> [Record extracts]:
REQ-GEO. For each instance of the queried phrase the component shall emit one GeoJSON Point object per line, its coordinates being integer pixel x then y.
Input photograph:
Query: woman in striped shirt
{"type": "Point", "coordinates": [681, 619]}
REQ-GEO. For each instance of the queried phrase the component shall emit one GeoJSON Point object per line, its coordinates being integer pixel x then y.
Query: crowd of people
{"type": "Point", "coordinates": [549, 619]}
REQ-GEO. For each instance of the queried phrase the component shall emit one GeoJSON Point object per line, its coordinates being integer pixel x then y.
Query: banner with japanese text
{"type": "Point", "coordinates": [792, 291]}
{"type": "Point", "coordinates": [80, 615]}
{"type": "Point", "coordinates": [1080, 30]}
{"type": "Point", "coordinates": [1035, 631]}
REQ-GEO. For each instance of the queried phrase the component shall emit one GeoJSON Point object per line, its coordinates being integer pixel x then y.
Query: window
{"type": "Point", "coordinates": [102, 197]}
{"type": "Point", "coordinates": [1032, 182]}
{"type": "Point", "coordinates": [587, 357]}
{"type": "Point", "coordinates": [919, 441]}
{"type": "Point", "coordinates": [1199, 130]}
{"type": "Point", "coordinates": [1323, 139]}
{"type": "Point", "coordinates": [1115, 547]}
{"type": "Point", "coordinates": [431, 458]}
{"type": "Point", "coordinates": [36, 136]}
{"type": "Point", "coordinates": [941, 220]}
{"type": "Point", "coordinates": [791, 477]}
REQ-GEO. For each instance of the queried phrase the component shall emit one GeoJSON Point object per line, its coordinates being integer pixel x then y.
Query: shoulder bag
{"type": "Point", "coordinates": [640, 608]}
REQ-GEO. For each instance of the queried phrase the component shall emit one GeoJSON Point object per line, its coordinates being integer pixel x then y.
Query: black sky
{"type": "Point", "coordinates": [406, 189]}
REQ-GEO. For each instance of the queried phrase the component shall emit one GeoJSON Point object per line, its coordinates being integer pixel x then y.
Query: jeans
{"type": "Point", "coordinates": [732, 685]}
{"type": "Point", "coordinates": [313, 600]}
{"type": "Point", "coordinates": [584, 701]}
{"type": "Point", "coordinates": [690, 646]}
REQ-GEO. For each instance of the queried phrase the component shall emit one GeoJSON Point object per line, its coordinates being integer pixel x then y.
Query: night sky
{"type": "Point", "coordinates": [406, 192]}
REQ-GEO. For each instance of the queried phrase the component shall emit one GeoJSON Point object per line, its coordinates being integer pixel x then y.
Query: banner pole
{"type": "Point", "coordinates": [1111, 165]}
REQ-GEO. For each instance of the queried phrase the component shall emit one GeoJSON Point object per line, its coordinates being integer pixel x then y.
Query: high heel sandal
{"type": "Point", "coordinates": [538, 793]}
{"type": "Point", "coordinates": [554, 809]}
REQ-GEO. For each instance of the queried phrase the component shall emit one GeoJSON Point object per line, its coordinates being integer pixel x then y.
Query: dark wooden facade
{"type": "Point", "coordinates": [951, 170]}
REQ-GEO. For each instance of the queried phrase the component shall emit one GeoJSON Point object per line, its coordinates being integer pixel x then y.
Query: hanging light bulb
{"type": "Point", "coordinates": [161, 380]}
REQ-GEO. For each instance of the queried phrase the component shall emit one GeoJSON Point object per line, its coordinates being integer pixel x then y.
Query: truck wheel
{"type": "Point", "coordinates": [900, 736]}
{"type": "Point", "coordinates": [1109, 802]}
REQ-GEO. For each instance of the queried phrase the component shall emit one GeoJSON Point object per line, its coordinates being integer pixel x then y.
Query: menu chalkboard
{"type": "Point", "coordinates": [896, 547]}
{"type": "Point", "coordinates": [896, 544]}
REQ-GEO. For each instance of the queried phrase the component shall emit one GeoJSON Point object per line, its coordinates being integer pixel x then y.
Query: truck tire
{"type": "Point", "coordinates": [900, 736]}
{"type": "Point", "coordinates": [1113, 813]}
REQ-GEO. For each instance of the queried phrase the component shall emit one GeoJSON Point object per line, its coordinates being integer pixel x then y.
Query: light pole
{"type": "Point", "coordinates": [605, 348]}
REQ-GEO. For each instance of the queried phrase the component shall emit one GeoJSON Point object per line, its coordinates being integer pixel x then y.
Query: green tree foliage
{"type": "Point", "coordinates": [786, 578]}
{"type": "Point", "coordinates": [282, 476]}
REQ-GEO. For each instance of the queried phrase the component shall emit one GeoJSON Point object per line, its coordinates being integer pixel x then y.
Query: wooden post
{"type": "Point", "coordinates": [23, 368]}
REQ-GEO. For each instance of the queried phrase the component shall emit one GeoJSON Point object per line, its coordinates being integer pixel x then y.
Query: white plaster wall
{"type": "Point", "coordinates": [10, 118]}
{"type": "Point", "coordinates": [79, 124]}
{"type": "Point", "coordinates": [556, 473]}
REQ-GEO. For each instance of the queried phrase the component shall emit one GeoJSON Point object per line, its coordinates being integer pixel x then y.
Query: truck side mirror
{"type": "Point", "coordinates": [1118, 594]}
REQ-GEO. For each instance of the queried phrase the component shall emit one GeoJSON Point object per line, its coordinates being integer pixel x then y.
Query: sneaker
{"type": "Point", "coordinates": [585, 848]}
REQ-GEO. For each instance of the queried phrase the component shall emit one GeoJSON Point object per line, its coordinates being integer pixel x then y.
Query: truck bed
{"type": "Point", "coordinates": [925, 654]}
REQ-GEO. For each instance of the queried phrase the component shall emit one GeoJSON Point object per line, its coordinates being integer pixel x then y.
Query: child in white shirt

> [Description of the task]: Write out the entries above once more, without altering anything.

> [Result for this task]:
REQ-GEO. For each instance of the queried phrase the component shall emit one GeoJSON Point object per line, its coordinates being integer pixel x then y.
Input photograph:
Query: woman in striped shirt
{"type": "Point", "coordinates": [681, 619]}
REQ-GEO. For each instance of the queried phrase the component shall emit one GeoJSON Point object per line, its coordinates being integer pixel x then y.
Query: crowd of people
{"type": "Point", "coordinates": [549, 619]}
REQ-GEO. For each instance of the queried phrase the component shall emit one GeoJSON Point object per line, its coordinates being integer pixel x then y.
Query: banner with japanese text
{"type": "Point", "coordinates": [792, 291]}
{"type": "Point", "coordinates": [80, 615]}
{"type": "Point", "coordinates": [1080, 30]}
{"type": "Point", "coordinates": [1035, 631]}
REQ-GEO. For each instance of the queried phrase the component shall emit one GeoJSON Point object per line, its coordinates being integer pixel x then y.
Query: window
{"type": "Point", "coordinates": [102, 197]}
{"type": "Point", "coordinates": [1032, 182]}
{"type": "Point", "coordinates": [587, 357]}
{"type": "Point", "coordinates": [919, 441]}
{"type": "Point", "coordinates": [1199, 130]}
{"type": "Point", "coordinates": [1323, 139]}
{"type": "Point", "coordinates": [1115, 547]}
{"type": "Point", "coordinates": [431, 458]}
{"type": "Point", "coordinates": [36, 136]}
{"type": "Point", "coordinates": [941, 220]}
{"type": "Point", "coordinates": [791, 477]}
REQ-GEO. For each instance of the queried phrase the component shall emit one GeoJSON Point object per line, its coordinates being integer pixel x then y.
Query: shoulder bag
{"type": "Point", "coordinates": [640, 608]}
REQ-GEO. For each instance of the queried phrase the component shall emit one GeoJSON Point object per line, its coordinates being integer pixel x then y.
Query: black sky
{"type": "Point", "coordinates": [406, 189]}
REQ-GEO. For each instance of the queried phrase the component shall emit one GeoJSON Point object per line, its coordinates being integer pixel x then y.
Query: jeans
{"type": "Point", "coordinates": [732, 685]}
{"type": "Point", "coordinates": [313, 600]}
{"type": "Point", "coordinates": [584, 701]}
{"type": "Point", "coordinates": [690, 646]}
REQ-GEO. For each instance of the queried phrase the component shall emit one GeoJSON Point object per line, its coordinates being integer pixel x then y.
Query: night sky
{"type": "Point", "coordinates": [406, 192]}
REQ-GEO. For each instance of the queried phrase the component shall emit one GeoJSON Point object per line, its coordinates being integer pixel x then y.
Query: banner pole
{"type": "Point", "coordinates": [1111, 165]}
REQ-GEO. For each instance of the queried phrase the component shall emit one GeoJSON Point object per line, its coordinates being integer pixel x then y.
Query: high heel sandal
{"type": "Point", "coordinates": [538, 793]}
{"type": "Point", "coordinates": [554, 809]}
REQ-GEO. For each instance of the queried phrase the component shall emit one GeoJSON Point object per line, its coordinates being integer pixel x then y.
Query: dark wooden facade
{"type": "Point", "coordinates": [951, 170]}
REQ-GEO. For each instance of the queried phrase the component shall emit one GeoJSON Point object per line, its coordinates being integer pixel x then y.
Query: hanging light bulb
{"type": "Point", "coordinates": [161, 380]}
REQ-GEO. For each instance of the queried phrase the component shall emit one GeoJSON Point object per line, its coordinates being integer pixel x then y.
Query: truck wheel
{"type": "Point", "coordinates": [900, 736]}
{"type": "Point", "coordinates": [1109, 802]}
REQ-GEO. For each instance of the queried phrase the component shall emit one GeoJSON Point object per line, its coordinates being integer pixel x then y.
Query: menu chalkboard
{"type": "Point", "coordinates": [896, 547]}
{"type": "Point", "coordinates": [896, 544]}
REQ-GEO. For each instance of the queried phrase the component shall emit one GeoJSON Point object per line, its coordinates being integer pixel x then y.
Query: truck tire
{"type": "Point", "coordinates": [900, 736]}
{"type": "Point", "coordinates": [1113, 813]}
REQ-GEO. For each instance of the queried phrase the component shall emit one GeoJSON Point object per line, its coordinates being integer pixel x then y.
Query: light pole
{"type": "Point", "coordinates": [605, 348]}
REQ-GEO. For each instance of the queried phrase the component shall emit one GeoJSON Point object per line, its coordinates being integer pixel x then y.
Query: green tree foliage
{"type": "Point", "coordinates": [786, 578]}
{"type": "Point", "coordinates": [282, 476]}
REQ-GEO. For each instance of the queried phrase the component shall emit one GeoJSON Point object per line, its coordinates being integer pixel x then y.
Query: wooden post
{"type": "Point", "coordinates": [23, 368]}
REQ-GEO. For each instance of the queried phrase the component shall emit one GeoJSON Point object per line, its coordinates being integer pixel x then y.
Query: white plaster wall
{"type": "Point", "coordinates": [10, 118]}
{"type": "Point", "coordinates": [79, 124]}
{"type": "Point", "coordinates": [556, 473]}
REQ-GEO. For each instance of the queried phrase the component shall emit one GeoJSON Point object per line, its coordinates being integer pixel x then y.
Query: truck side mirror
{"type": "Point", "coordinates": [1118, 594]}
REQ-GEO. For each instance of the queried phrase the component shall emit one GeoJSON Point object per line, its coordinates being integer pixel x then y.
Query: sneaker
{"type": "Point", "coordinates": [585, 848]}
REQ-GEO. For each instance of the queried phrase the component shall emit one GeoJSON Point object per line, its coordinates being integer pixel x then y.
Query: truck bed
{"type": "Point", "coordinates": [925, 654]}
REQ-GEO. For each instance of the queried phrase the component shall emit one GeoJSON Point object per line, its coordinates being integer pixel x then y.
Query: child in white shirt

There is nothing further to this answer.